:: Text block ::
►
Re: [RFC][PATCH 2/8] sched/rtmutex/deadline: Fix a PI crash for deadline tasks

From: Xunlei Pang <xpang@redhat.com>
To: Juri Lelli <juri.lelli@arm.com>, Peter Zijlstra <peterz@infradead.org>
Cc: mingo@kernel.org, tglx@linutronix.de, rostedt@goodmis.org,
	xlpang@redhat.com, linux-kernel@vger.kernel.org,
	mathieu.desnoyers@efficios.com, jdesfossez@efficios.com,
	bristot@redhat.com, Ingo Molnar <mingo@redhat.com>
Subject: Re: [RFC][PATCH 2/8] sched/rtmutex/deadline: Fix a PI crash for deadline tasks
Date: Tue, 14 Jun 2016 20:53:44 +0800	[thread overview]
Message-ID: <575FFE58.1090102@redhat.com> (raw)
In-Reply-To: <20160614102109.GF5981@e106622-lin>

[-- Attachment #1: Type: text/plain, Size: 9770 bytes --]

On 2016/06/14 at 18:21, Juri Lelli wrote:
> Hi,
>
> On 07/06/16 21:56, Peter Zijlstra wrote:
>> From: Xunlei Pang <xlpang@redhat.com>
>>
>> A crash happened while I was playing with deadline PI rtmutex.
>>
>>     BUG: unable to handle kernel NULL pointer dereference at 0000000000000018
>>     IP: [<ffffffff810eeb8f>] rt_mutex_get_top_task+0x1f/0x30
>>     PGD 232a75067 PUD 230947067 PMD 0
>>     Oops: 0000 [#1] SMP
>>     CPU: 1 PID: 10994 Comm: a.out Not tainted
>>
>>     Call Trace:
>>     [<ffffffff810b658c>] enqueue_task+0x2c/0x80
>>     [<ffffffff810ba763>] activate_task+0x23/0x30
>>     [<ffffffff810d0ab5>] pull_dl_task+0x1d5/0x260
>>     [<ffffffff810d0be6>] pre_schedule_dl+0x16/0x20
>>     [<ffffffff8164e783>] __schedule+0xd3/0x900
>>     [<ffffffff8164efd9>] schedule+0x29/0x70
>>     [<ffffffff8165035b>] __rt_mutex_slowlock+0x4b/0xc0
>>     [<ffffffff81650501>] rt_mutex_slowlock+0xd1/0x190
>>     [<ffffffff810eeb33>] rt_mutex_timed_lock+0x53/0x60
>>     [<ffffffff810ecbfc>] futex_lock_pi.isra.18+0x28c/0x390
>>     [<ffffffff810ed8b0>] do_futex+0x190/0x5b0
>>     [<ffffffff810edd50>] SyS_futex+0x80/0x180
>>
> This seems to be caused by the race condition you detail below between
> load balancing and PI code. I tried to reproduce the BUG on my box, but
> it looks hard to get. Do you have a reproducer I can give a try?
◄
:: Tasks ::
**1.** Translate this sentence from the patch discussion about the deadline PI crash into Spanish: "A crash happened while I was playing with deadline PI rtmutex."
**2.** Extend the patch discussion about the deadline PI crash, picking up right after its final sentence.

:: Given material ::
►
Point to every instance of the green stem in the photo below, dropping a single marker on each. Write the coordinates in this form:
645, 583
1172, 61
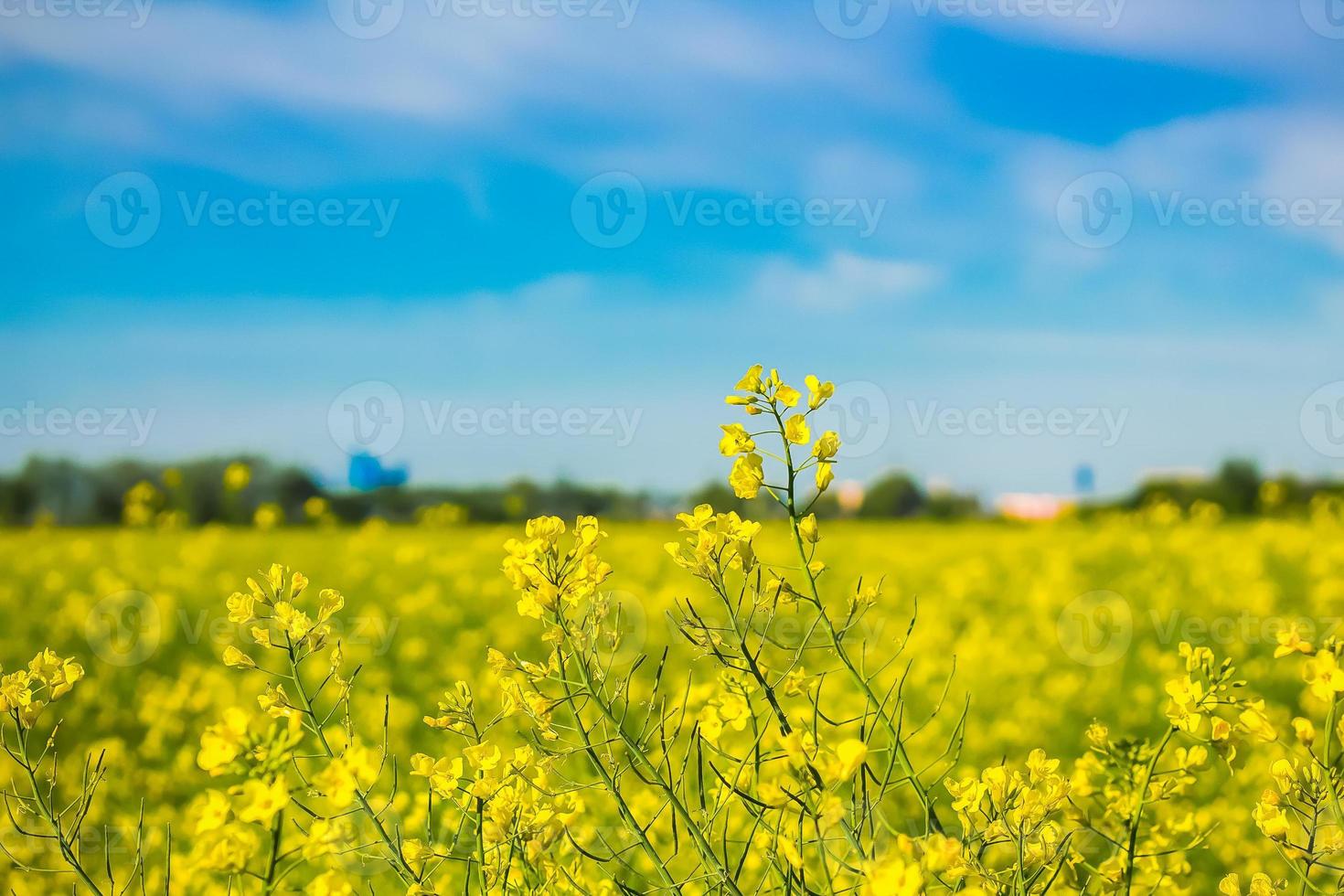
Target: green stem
◄
:: Responses for each task ::
**1.** Se produjo un fallo mientras experimentaba con el rtmutex PI de deadline.

**2.**
>
>> This is because rt_mutex_enqueue_pi() and rt_mutex_dequeue_pi()
>> are only protected by pi_lock when operating pi waiters, while
>> rt_mutex_get_top_task(), will access them with rq lock held but
>> not holding pi_lock.
>>
>> In order to tackle it, we introduce new "pi_top_task" pointer
>> cached in task_struct, and add new rt_mutex_update_top_task()
>> to update its value, it can be called by rt_mutex_setprio()
>> which held both owner's pi_lock and rq lock. Thus "pi_top_task"
>> can be safely accessed by enqueue_task_dl() under rq lock.
>>
>> [XXX this next section is unparsable]
> Yes, a bit hard to understand. However, am I correct in assuming this
> patch and the previous one should fix this problem? Or are there still
> other races causing issues?

Yes, these two patches can fix the problem.

>
>> One problem is when rt_mutex_adjust_prio()->...->rt_mutex_setprio(),
>> at that time rtmutex lock was released and owner was marked off,
>> this can cause "pi_top_task" dereferenced to be a running one(as it
>> can be falsely woken up by others before rt_mutex_setprio() is
>> made to update "pi_top_task"). We solve this by directly calling
>> __rt_mutex_adjust_prio() in mark_wakeup_next_waiter() which held
>> pi_lock and rtmutex lock, and remove rt_mutex_adjust_prio(). Since
>> now we moved the deboost point, in order to avoid current to be
>> preempted due to deboost earlier before wake_up_q(), we also moved
>> preempt_disable() before unlocking rtmutex.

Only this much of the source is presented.